Action item - Each line below should be restated exactly, with nothing dropped.

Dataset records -
○ ○ ○ ○

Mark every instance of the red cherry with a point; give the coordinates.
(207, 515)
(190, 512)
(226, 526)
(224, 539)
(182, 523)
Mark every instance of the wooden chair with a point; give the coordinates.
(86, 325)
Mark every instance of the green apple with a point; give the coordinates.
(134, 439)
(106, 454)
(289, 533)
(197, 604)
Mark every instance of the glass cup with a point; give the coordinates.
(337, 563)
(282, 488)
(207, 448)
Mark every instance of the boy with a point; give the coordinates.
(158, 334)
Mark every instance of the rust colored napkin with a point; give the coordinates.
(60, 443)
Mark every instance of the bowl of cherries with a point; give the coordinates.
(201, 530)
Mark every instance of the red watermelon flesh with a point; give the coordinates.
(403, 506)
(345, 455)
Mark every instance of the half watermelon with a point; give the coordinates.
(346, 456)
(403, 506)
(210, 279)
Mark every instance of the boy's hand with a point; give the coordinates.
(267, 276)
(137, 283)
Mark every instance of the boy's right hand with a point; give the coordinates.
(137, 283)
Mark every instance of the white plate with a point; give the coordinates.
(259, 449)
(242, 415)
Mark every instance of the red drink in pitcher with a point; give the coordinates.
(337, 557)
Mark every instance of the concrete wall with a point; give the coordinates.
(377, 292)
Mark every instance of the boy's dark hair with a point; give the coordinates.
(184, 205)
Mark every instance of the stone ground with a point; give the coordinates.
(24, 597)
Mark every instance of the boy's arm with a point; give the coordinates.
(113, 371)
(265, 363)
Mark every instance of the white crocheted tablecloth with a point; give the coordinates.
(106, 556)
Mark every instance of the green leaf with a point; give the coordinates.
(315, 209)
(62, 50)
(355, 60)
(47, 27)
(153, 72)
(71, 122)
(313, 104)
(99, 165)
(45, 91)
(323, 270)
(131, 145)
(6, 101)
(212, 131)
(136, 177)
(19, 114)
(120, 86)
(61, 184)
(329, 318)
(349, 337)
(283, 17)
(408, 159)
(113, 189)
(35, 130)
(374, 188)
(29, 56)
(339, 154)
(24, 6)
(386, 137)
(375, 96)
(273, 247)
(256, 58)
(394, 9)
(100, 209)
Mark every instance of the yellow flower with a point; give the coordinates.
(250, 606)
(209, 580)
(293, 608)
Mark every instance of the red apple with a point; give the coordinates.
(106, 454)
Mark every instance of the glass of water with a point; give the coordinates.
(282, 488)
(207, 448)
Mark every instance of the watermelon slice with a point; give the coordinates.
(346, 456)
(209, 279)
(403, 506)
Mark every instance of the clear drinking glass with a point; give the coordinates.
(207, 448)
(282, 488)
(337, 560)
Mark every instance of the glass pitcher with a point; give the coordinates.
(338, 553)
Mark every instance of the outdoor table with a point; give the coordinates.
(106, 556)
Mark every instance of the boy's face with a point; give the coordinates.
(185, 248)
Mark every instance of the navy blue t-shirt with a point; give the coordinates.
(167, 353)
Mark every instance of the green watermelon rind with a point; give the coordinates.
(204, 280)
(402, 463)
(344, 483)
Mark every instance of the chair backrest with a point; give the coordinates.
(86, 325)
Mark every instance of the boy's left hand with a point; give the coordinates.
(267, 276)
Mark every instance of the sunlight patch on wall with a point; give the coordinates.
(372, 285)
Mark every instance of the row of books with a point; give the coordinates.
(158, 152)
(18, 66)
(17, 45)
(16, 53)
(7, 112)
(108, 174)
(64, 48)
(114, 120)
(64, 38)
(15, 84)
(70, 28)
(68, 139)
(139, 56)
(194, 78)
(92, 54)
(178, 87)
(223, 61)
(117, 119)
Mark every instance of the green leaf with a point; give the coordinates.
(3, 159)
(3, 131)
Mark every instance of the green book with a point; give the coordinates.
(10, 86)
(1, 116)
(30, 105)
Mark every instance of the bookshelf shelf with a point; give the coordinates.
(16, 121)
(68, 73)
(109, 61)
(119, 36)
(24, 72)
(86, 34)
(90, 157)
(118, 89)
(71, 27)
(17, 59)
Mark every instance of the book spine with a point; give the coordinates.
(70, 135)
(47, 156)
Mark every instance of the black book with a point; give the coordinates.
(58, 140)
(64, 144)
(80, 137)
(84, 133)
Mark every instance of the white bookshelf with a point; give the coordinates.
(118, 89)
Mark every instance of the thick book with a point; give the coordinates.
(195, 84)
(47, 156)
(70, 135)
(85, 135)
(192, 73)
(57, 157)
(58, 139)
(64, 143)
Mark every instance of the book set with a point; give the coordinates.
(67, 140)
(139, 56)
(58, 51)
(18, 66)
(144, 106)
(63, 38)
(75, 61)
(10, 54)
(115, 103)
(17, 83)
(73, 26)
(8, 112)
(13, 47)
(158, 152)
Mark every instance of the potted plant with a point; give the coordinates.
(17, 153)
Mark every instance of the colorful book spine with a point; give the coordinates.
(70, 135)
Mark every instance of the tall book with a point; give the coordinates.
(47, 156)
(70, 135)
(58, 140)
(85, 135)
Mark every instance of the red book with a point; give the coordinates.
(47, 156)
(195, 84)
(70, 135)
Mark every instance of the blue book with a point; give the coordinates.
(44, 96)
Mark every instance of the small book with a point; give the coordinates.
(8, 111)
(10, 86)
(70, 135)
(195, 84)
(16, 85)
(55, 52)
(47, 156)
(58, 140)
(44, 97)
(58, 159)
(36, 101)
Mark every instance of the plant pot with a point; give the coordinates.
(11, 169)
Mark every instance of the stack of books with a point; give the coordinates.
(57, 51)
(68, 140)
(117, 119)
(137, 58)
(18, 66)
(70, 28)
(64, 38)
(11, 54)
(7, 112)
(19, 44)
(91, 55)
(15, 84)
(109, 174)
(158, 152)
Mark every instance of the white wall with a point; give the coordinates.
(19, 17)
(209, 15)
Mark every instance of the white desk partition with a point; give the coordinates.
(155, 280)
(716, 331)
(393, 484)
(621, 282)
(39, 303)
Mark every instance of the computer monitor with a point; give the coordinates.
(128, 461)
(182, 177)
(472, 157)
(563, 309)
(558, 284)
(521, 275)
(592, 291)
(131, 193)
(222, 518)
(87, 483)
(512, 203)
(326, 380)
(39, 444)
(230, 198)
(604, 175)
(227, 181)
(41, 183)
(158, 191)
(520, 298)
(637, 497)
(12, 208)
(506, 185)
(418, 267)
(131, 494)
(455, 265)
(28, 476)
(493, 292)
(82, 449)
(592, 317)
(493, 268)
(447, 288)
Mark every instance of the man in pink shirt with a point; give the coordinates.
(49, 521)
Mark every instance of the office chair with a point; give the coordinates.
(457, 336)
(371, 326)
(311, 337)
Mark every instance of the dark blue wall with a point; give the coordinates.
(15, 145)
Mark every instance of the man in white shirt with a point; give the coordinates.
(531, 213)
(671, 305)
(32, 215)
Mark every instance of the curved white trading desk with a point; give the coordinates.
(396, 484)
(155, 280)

○ ○ ○ ○

Exercise output -
Mark every instance of the red cherry with a point; give the coordinates.
(207, 515)
(190, 512)
(226, 526)
(224, 539)
(182, 523)
Mark every instance of the wooden chair with a point; give the coordinates.
(86, 325)
Mark every instance of the green apple with a point; give the coordinates.
(134, 439)
(106, 454)
(289, 533)
(197, 604)
Mark every instance of the glass cup with a point; give the coordinates.
(337, 563)
(282, 488)
(207, 448)
Mark every instance of the boy with a point; give the coordinates.
(158, 334)
Mark every instance of the rust colored napkin with a point; give the coordinates.
(60, 443)
Mark every instance of the bowl of cherries with a point; give the coordinates.
(201, 530)
Mark every instance of the red watermelon flesh with a point; give the coordinates.
(403, 506)
(345, 455)
Mark every instance of the half watermelon with a point; give the coordinates.
(346, 456)
(403, 506)
(210, 279)
Mark every instance of the boy's hand with a point; give the coordinates.
(267, 276)
(137, 283)
Mark every instance of the boy's right hand with a point; give the coordinates.
(137, 283)
Mark every instance of the white plate with a point; give the coordinates.
(259, 449)
(242, 415)
Mark every instance of the red drink in pitcher with a point; give the coordinates.
(337, 557)
Mark every instance of the concrete wall with a point; give the coordinates.
(377, 292)
Mark every instance of the boy's dark hair with a point; give the coordinates.
(184, 205)
Mark every instance of the stone ground with a point; give the coordinates.
(24, 597)
Mark every instance of the boy's arm with a point; give the coordinates.
(113, 371)
(265, 363)
Mark every instance of the white crocheted tablecloth with a point; give the coordinates.
(106, 556)
Mark every instance of the green leaf with a point; give the coordinates.
(315, 209)
(62, 50)
(355, 60)
(47, 27)
(153, 72)
(71, 122)
(313, 104)
(99, 165)
(45, 91)
(323, 270)
(131, 145)
(6, 101)
(212, 131)
(136, 177)
(19, 114)
(120, 86)
(61, 184)
(329, 318)
(349, 337)
(283, 17)
(408, 159)
(113, 189)
(35, 130)
(374, 188)
(29, 56)
(339, 154)
(24, 6)
(386, 137)
(375, 96)
(273, 247)
(256, 58)
(394, 9)
(100, 209)
Mark every instance of the yellow flower with a point; give the coordinates.
(250, 606)
(209, 580)
(293, 608)
Mark every instance of the red apple with a point; give the coordinates.
(106, 454)
Mark every instance of the glass of water with a point; give the coordinates.
(282, 488)
(207, 448)
Mark every instance of the watermelon slice with a point; give the coordinates.
(346, 456)
(209, 279)
(403, 506)
Mark every instance of the clear drinking glass with a point; give the coordinates.
(207, 448)
(282, 488)
(337, 560)
Mark every instance of the glass pitcher with a point; give the coordinates.
(338, 553)
Mark every instance of the outdoor table with a point; give the coordinates.
(106, 556)
Mark every instance of the boy's face with a point; give the coordinates.
(185, 248)
Mark every instance of the navy blue t-shirt with a point; give the coordinates.
(167, 353)
Mark every instance of the green watermelon rind with a point; give the coordinates.
(204, 280)
(402, 463)
(344, 483)
Mark every instance of the chair backrest with a point; give the coordinates.
(86, 325)
Mark every instance of the boy's left hand with a point; give the coordinates.
(267, 276)
Mark every instance of the sunlight patch on wall with a point; give the coordinates.
(372, 285)
Mark every instance of the row of books with a point; give the coordinates.
(158, 152)
(18, 66)
(17, 45)
(16, 53)
(7, 112)
(108, 174)
(64, 48)
(114, 120)
(64, 38)
(15, 84)
(70, 28)
(68, 139)
(139, 56)
(194, 78)
(92, 54)
(178, 87)
(223, 61)
(117, 119)
Mark every instance of the green leaf with a point; give the coordinates.
(3, 159)
(3, 131)
Mark every instance of the green book with a point; give the coordinates.
(10, 86)
(1, 116)
(30, 105)
Mark every instance of the bookshelf shelf with a point; give the coordinates.
(16, 121)
(68, 73)
(109, 61)
(119, 36)
(24, 72)
(86, 34)
(90, 157)
(118, 89)
(71, 27)
(17, 59)
Mark every instance of the book spine with a point; give the coordinates.
(70, 135)
(47, 156)
Mark every instance of the black book with a point; give the coordinates.
(58, 140)
(64, 144)
(80, 137)
(84, 133)
Mark every instance of the white bookshelf with a point; give the coordinates.
(118, 89)
Mark every instance of the thick book with a point; give the coordinates.
(195, 84)
(47, 156)
(70, 135)
(85, 135)
(192, 73)
(57, 157)
(58, 139)
(64, 143)
Mark every instance of the book set with a point; give the coordinates.
(67, 140)
(139, 56)
(58, 51)
(18, 66)
(144, 106)
(63, 38)
(75, 61)
(10, 54)
(115, 103)
(17, 83)
(73, 26)
(8, 112)
(13, 47)
(158, 152)
Mark every instance of the potted plant with a point; give the coordinates.
(17, 153)
Mark every instance of the colorful book spine with a point; give the coordinates.
(70, 135)
Mark every instance of the tall book with a point; give the coordinates.
(47, 156)
(70, 135)
(58, 140)
(85, 135)
Mark every instance of the red book with a point; give the coordinates.
(47, 156)
(195, 84)
(70, 135)
Mark every instance of the blue book with a point; give the coordinates.
(44, 96)
Mark every instance of the small book with a point; give the coordinates.
(8, 111)
(10, 86)
(70, 135)
(195, 84)
(16, 85)
(55, 52)
(47, 156)
(58, 140)
(44, 97)
(58, 159)
(36, 101)
Mark every instance of the plant pot with a point; give the coordinates.
(11, 169)
Mark every instance of the stack of books with a point; give the coordinates.
(57, 51)
(68, 140)
(117, 119)
(137, 58)
(18, 66)
(70, 28)
(64, 38)
(11, 54)
(7, 112)
(19, 44)
(91, 55)
(15, 84)
(109, 174)
(158, 152)
Mark every instance of the white wall with a point; give the coordinates.
(19, 17)
(209, 15)
Mark every instance of the white desk partition with a point; give the coordinates.
(155, 280)
(716, 331)
(393, 484)
(621, 282)
(39, 303)
Mark every instance of the computer monitor with a point; give the coordinates.
(128, 461)
(182, 177)
(472, 157)
(563, 309)
(558, 284)
(521, 275)
(592, 291)
(131, 193)
(222, 518)
(87, 483)
(512, 203)
(326, 380)
(39, 444)
(230, 198)
(604, 175)
(227, 181)
(41, 183)
(158, 191)
(520, 298)
(637, 497)
(12, 208)
(506, 185)
(418, 267)
(131, 494)
(455, 265)
(28, 476)
(493, 292)
(82, 449)
(592, 317)
(493, 268)
(447, 288)
Mark every instance of the man in pink shirt with a point; give the coordinates.
(49, 521)
Mark every instance of the office chair with a point; give the coordinates.
(457, 336)
(371, 326)
(311, 337)
Mark every instance of the dark blue wall with a point; give the coordinates.
(15, 145)
Mark every instance of the man in white shirt with a point; give the coordinates.
(531, 213)
(671, 305)
(32, 215)
Mark every instance of the curved white trading desk with a point; give the coordinates.
(396, 484)
(155, 280)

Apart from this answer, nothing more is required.